### Work task
All of the entries should be returned without a single change.

[Start of section]

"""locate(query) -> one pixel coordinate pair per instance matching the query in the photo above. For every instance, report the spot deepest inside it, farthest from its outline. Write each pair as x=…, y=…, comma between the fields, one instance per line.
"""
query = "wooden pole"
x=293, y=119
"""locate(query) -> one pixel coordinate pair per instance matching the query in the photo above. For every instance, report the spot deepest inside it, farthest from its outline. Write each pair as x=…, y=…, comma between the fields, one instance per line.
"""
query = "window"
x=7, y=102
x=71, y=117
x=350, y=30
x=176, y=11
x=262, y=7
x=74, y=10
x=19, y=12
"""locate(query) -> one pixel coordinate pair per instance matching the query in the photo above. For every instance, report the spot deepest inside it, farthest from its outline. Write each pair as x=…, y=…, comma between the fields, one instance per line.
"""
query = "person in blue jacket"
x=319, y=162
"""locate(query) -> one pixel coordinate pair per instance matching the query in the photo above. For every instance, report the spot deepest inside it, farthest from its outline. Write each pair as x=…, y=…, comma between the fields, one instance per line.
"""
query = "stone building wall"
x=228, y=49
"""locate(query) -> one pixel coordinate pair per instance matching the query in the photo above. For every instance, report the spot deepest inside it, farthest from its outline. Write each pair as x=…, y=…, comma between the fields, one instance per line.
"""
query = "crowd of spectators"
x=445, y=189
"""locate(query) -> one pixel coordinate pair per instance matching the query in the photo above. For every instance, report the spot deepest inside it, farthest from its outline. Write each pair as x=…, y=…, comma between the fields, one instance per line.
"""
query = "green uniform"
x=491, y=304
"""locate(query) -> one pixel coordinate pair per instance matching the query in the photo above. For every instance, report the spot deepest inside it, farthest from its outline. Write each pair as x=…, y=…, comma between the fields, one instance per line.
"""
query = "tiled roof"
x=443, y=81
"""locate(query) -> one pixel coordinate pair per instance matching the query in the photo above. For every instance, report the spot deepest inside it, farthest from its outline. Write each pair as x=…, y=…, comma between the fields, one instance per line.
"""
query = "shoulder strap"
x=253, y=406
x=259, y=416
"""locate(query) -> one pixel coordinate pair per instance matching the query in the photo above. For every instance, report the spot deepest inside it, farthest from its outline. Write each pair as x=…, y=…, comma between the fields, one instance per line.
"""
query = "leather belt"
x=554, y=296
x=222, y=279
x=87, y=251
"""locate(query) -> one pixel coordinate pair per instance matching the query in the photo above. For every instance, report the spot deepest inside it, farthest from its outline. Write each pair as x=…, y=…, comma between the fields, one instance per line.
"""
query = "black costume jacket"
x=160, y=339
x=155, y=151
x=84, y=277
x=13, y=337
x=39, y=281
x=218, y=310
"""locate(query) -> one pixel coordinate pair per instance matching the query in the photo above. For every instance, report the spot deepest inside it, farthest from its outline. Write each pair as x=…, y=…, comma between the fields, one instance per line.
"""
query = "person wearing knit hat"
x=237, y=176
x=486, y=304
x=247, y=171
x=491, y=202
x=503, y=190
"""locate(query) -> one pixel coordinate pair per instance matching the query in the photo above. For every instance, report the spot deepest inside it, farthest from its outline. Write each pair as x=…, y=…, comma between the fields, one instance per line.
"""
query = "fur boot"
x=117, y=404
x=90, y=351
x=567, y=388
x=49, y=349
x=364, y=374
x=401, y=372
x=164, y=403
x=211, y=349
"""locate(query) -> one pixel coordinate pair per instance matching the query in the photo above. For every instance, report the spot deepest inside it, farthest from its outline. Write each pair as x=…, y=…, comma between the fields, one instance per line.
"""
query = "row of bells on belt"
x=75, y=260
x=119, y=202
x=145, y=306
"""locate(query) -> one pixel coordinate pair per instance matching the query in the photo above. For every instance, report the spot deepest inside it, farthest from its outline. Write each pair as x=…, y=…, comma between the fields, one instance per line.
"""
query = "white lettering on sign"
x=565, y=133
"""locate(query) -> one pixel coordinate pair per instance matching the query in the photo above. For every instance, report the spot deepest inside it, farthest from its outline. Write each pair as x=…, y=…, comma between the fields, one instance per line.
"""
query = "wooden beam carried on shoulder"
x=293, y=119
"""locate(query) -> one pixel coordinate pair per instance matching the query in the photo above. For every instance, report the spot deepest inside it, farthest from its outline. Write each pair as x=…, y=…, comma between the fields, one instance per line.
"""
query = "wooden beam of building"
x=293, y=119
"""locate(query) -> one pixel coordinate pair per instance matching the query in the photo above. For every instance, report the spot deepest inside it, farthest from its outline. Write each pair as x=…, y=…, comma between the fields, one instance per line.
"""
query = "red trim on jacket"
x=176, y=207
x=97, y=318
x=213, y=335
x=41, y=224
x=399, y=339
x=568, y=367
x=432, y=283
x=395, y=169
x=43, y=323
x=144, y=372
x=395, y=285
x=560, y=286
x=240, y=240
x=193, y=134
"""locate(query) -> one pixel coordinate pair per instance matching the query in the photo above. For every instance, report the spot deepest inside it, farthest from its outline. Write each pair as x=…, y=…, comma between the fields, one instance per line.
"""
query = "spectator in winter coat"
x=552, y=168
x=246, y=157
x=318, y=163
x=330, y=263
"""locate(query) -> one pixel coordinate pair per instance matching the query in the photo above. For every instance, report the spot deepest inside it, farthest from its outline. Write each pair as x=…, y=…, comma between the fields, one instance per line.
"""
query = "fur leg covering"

[End of section]

### Written answer
"""locate(query) -> one pixel coordinate pair per instance matching the query in the photo above. For every instance, report the spot deepest inside it, farthest from its outline. Write each pair as x=…, y=…, comma between the fields, one instance per line.
"""
query = "wooden pole"
x=293, y=119
"""locate(query) -> one pixel coordinate pair per instance matching the query in the photo above. For every instance, report the spot deepest inside it, farthest from its outline. Write each pair as x=…, y=…, comma between the fields, one instance per line.
"""
query = "window"
x=7, y=102
x=71, y=117
x=350, y=30
x=176, y=11
x=262, y=7
x=74, y=10
x=19, y=12
"""locate(query) -> one pixel coordinate pair per instance matching the query in the photo above. For every instance, report the spot deepest inside it, farthest from its outline. Write each pair as x=…, y=…, comma between the fields, one instance per line.
"""
query = "person in blue jacket"
x=319, y=162
"""locate(query) -> one pixel coordinate pair per instance matching the query in the photo above. For every instance, report the spot deepest inside it, farthest from its outline. Write each pair as x=…, y=…, comma between the fields, one instance per line.
"""
query = "stone building wall"
x=228, y=49
"""locate(query) -> one pixel coordinate pair per instance matching the query in the photo above. For every instance, report the spot deepest inside it, farthest from its outline. Write each pair as x=…, y=…, comma between the fields, one instance per line.
"""
query = "crowd of spectators"
x=445, y=189
"""locate(query) -> one pixel coordinate pair per instance matching the query in the photo above. For every instance, report the spot deepest inside it, farthest from its outline. Write each pair as x=…, y=…, comma between the fields, one instance per line.
"""
query = "green uniform"
x=491, y=304
"""locate(query) -> one pixel coordinate pair per instance matching the query in the photo above. For every instance, report the spot deepest inside it, farthest from its outline. Write each pair as x=…, y=…, comma between the fields, one instance per line.
"""
query = "tiled roof"
x=443, y=81
"""locate(query) -> one pixel coordinate pair per instance matching the query in the photo above. For every instance, report the spot deepest inside it, farthest from its outline. Write each pair as x=…, y=…, comma between the fields, one instance per line.
"""
query = "shoulder strap"
x=253, y=406
x=259, y=416
"""locate(query) -> one pixel coordinate pair per instance matching the query in the photo above. For every instance, report the spot deepest inside it, farthest from its outline. Write each pair as x=…, y=…, comma between the fields, one instance per line.
"""
query = "leather belt"
x=554, y=296
x=222, y=279
x=87, y=251
"""locate(query) -> one pixel coordinate pair per instance matching the query in the photo above. For every instance, report the spot deepest inside it, farthest from its outline. Write each pair as x=…, y=…, comma between the fields, one instance per line.
"""
query = "black costume jacket"
x=160, y=339
x=155, y=151
x=84, y=277
x=13, y=337
x=39, y=281
x=218, y=310
"""locate(query) -> one pixel coordinate pair per instance matching the query in the photo above. For every instance, report the spot deepest inside it, farthest from its outline. Write each pair as x=…, y=…, comma between the fields, one instance per line.
"""
query = "person wearing knit hat"
x=237, y=176
x=486, y=304
x=247, y=171
x=491, y=202
x=503, y=190
"""locate(query) -> one pixel coordinate pair per instance matching the query in the photo above. For every instance, report the spot deepest inside it, farthest from its outline. Write each pair as x=…, y=…, comma between the fields, one instance per line.
"""
query = "fur boot"
x=117, y=404
x=90, y=351
x=567, y=388
x=49, y=349
x=364, y=374
x=401, y=372
x=164, y=403
x=211, y=349
"""locate(query) -> one pixel coordinate pair per instance matching the query in the photo above. For every instance, report the spot deepest inside it, farthest from its outline. Write each pair as x=…, y=…, comma between the fields, one instance per line.
"""
query = "row of bells on belt"
x=75, y=260
x=119, y=202
x=145, y=306
"""locate(query) -> one pixel coordinate pair per instance matching the query in the photo above. For every instance, report the spot deepest inside it, farthest from its outline. Write each pair as x=…, y=…, comma between the fields, one instance per line.
"""
query = "white lettering on sign"
x=565, y=133
"""locate(query) -> one pixel coordinate pair per instance matching the query in the photo above. For every instance, report the spot deepest inside it, farthest from its outline. Write each pair as x=…, y=…, comma between the fields, one instance per line.
"""
query = "wooden beam carried on shoulder"
x=293, y=119
"""locate(query) -> one pixel coordinate pair per instance matching the query in the photo above. For every instance, report the spot deepest inside it, farthest from its outline. Write each pair as x=…, y=…, comma between the fields, one instance per line.
"""
query = "wooden beam of building"
x=293, y=119
"""locate(query) -> one pixel coordinate pair per instance matching the query in the photo above. For every instance, report the spot deepest inside it, farthest from its outline. Write each pair as x=…, y=…, comma between the fields, one instance per line.
"""
query = "red trim on jacket"
x=176, y=207
x=97, y=318
x=213, y=335
x=41, y=224
x=399, y=339
x=568, y=367
x=432, y=283
x=395, y=169
x=43, y=323
x=144, y=372
x=395, y=285
x=560, y=286
x=240, y=240
x=193, y=134
"""locate(query) -> one pixel coordinate pair per instance matching the query in the photo above. For every instance, report the spot deepest inside it, farthest from its outline. Write each pair as x=…, y=…, comma between the fields, one instance per line.
"""
query = "spectator in winter coat"
x=552, y=168
x=246, y=157
x=318, y=163
x=330, y=263
"""locate(query) -> one pixel coordinate pair per instance matching the query in the photo above. For every instance, report the spot deepest inside it, farthest from its outline. Write each pair as x=…, y=…, comma between the fields, one instance per line.
"""
query = "fur leg covering"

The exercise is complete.